__Problem requirements__:
Rewrite all the rows below with every "reply" replaced by "response", keeping everything else the same.

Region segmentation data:

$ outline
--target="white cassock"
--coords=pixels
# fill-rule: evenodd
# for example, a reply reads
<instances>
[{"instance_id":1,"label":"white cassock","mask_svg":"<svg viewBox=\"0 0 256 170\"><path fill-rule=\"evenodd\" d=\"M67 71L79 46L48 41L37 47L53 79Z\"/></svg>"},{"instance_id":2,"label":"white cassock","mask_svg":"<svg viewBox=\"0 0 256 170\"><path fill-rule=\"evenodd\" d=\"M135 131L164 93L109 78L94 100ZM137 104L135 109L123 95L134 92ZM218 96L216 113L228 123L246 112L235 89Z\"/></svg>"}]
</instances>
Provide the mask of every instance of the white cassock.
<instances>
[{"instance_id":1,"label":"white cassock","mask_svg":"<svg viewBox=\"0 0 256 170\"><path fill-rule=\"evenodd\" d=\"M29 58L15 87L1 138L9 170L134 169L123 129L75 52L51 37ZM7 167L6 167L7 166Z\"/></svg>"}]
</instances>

__Solution to this task__:
$ outline
--target="white cassock"
--coords=pixels
# fill-rule: evenodd
# for example, a response reads
<instances>
[{"instance_id":1,"label":"white cassock","mask_svg":"<svg viewBox=\"0 0 256 170\"><path fill-rule=\"evenodd\" d=\"M67 71L79 46L48 41L37 47L53 79Z\"/></svg>"},{"instance_id":2,"label":"white cassock","mask_svg":"<svg viewBox=\"0 0 256 170\"><path fill-rule=\"evenodd\" d=\"M135 131L164 93L109 78L94 100ZM137 104L135 109L123 95L134 92ZM218 96L216 113L228 123L246 112L235 89Z\"/></svg>"}]
</instances>
Provide the mask of every instance of the white cassock.
<instances>
[{"instance_id":1,"label":"white cassock","mask_svg":"<svg viewBox=\"0 0 256 170\"><path fill-rule=\"evenodd\" d=\"M29 58L15 87L1 138L9 170L134 169L123 129L75 52L51 37ZM7 167L6 167L7 166Z\"/></svg>"}]
</instances>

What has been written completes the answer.